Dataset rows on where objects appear
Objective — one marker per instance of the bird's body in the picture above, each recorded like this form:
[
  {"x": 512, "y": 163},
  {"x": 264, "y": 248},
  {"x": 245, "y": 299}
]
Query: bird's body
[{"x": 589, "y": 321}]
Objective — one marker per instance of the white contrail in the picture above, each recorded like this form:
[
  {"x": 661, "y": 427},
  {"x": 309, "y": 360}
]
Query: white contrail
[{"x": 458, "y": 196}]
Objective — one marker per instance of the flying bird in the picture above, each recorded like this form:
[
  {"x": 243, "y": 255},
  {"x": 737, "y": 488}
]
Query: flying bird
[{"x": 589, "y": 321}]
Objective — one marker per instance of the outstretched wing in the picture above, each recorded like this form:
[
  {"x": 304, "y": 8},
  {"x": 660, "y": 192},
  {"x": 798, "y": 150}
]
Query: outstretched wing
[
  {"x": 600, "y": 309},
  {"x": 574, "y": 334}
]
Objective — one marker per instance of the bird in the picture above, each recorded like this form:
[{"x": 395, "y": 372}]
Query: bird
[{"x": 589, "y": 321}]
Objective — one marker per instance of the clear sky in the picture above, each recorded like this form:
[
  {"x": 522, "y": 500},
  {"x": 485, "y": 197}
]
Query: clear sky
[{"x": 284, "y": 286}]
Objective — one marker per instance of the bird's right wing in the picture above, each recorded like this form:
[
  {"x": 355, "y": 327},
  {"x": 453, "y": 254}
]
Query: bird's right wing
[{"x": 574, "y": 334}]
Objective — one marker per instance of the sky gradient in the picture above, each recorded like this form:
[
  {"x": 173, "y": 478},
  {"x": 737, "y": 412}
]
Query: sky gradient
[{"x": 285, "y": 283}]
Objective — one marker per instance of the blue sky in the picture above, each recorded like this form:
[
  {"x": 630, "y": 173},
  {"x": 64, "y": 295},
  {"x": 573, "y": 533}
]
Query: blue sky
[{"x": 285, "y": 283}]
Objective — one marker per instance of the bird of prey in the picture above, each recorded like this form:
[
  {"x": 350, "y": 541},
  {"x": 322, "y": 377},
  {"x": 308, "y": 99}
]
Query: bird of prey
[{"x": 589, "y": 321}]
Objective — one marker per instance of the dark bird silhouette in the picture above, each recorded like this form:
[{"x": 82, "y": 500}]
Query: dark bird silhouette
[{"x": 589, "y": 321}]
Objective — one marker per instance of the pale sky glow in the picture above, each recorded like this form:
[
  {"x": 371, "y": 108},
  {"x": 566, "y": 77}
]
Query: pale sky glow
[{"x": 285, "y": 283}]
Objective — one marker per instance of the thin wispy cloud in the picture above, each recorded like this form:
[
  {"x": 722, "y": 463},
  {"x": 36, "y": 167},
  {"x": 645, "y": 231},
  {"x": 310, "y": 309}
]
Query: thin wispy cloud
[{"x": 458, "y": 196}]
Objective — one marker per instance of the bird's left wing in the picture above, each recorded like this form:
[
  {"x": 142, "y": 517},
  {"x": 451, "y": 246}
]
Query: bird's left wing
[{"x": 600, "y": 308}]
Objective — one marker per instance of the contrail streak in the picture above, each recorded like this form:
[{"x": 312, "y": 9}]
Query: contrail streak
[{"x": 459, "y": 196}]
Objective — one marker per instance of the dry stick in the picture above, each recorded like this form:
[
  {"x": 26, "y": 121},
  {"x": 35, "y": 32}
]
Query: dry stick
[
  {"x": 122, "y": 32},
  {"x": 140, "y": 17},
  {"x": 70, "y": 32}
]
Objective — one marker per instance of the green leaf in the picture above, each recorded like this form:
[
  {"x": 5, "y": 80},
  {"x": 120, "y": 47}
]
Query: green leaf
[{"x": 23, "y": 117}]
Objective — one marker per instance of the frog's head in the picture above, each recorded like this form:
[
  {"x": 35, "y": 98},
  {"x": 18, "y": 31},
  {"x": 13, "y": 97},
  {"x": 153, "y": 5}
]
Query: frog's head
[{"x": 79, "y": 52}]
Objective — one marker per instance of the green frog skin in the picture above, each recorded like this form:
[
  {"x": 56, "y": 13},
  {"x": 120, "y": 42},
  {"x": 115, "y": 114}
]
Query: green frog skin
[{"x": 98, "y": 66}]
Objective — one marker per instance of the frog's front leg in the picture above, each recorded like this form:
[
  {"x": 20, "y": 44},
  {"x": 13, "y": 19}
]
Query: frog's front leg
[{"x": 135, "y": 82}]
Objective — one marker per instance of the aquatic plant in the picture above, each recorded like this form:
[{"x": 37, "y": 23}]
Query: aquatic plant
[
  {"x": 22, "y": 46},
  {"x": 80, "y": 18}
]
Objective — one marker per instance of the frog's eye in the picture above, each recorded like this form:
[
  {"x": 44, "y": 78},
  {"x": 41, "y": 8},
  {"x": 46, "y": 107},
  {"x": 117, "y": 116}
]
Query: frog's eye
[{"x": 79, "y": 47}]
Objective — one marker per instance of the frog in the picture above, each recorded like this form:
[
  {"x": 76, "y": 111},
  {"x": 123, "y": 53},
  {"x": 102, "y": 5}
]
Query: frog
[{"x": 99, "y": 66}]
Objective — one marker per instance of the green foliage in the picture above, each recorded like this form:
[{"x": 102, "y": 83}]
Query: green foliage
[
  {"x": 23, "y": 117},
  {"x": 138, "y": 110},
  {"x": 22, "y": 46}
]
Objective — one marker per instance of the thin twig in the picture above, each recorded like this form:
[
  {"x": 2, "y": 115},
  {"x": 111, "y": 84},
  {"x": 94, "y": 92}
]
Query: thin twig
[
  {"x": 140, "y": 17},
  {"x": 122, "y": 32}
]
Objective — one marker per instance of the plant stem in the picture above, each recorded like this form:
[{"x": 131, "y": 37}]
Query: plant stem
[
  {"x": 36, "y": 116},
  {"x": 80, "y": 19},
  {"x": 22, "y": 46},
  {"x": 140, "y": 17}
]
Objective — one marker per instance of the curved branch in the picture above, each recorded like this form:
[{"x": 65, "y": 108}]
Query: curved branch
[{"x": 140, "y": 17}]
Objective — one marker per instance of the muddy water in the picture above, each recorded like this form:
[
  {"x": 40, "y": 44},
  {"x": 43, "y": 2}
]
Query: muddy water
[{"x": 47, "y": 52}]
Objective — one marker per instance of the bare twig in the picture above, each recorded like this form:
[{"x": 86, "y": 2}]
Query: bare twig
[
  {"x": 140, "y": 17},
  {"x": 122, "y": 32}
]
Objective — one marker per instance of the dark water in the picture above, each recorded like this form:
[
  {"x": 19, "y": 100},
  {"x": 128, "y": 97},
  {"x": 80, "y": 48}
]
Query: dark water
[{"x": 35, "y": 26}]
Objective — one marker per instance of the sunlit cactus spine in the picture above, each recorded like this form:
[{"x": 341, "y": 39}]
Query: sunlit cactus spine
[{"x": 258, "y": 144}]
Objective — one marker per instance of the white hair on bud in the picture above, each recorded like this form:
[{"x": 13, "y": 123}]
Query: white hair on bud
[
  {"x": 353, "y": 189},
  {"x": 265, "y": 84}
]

TASK DETAILS: Find the line containing "Objective — one marker per instance of the thin twig". Reproduce it exactly, along with every line after it through the last.

OUTPUT FOR THIS TASK:
Objective — one marker per instance of the thin twig in the picture above, each recorded like this form:
[
  {"x": 2, "y": 115},
  {"x": 111, "y": 84},
  {"x": 94, "y": 92}
]
Query: thin twig
[
  {"x": 140, "y": 17},
  {"x": 122, "y": 32}
]
Objective — one marker per instance of the plant stem in the picture above, each recorded like this form:
[{"x": 131, "y": 37}]
Query: plant stem
[
  {"x": 36, "y": 116},
  {"x": 80, "y": 19},
  {"x": 22, "y": 46},
  {"x": 140, "y": 17}
]
Objective — one marker per instance of the curved branch in the picture above, each recorded like this form:
[{"x": 65, "y": 108}]
Query: curved branch
[{"x": 140, "y": 17}]
Objective — one marker per instance of the muddy water in the picture above, each recorded like this form:
[
  {"x": 40, "y": 44},
  {"x": 43, "y": 2}
]
Query: muddy water
[{"x": 47, "y": 52}]
Objective — one marker per instance of the bare twig in the picture above, each recorded like this form:
[{"x": 86, "y": 2}]
Query: bare twig
[
  {"x": 140, "y": 17},
  {"x": 122, "y": 32}
]
Objective — one marker per instance of the dark water in the picture above, each recorded like this form:
[
  {"x": 19, "y": 100},
  {"x": 128, "y": 97},
  {"x": 80, "y": 48}
]
Query: dark water
[{"x": 35, "y": 26}]
Objective — one marker per instance of the sunlit cactus spine in the picture above, each recorded like this form:
[{"x": 341, "y": 39}]
Query: sunlit cactus spine
[{"x": 258, "y": 144}]
Objective — one marker per instance of the white hair on bud in the picture above, each recorded like this form:
[{"x": 13, "y": 123}]
Query: white hair on bud
[
  {"x": 353, "y": 189},
  {"x": 265, "y": 84}
]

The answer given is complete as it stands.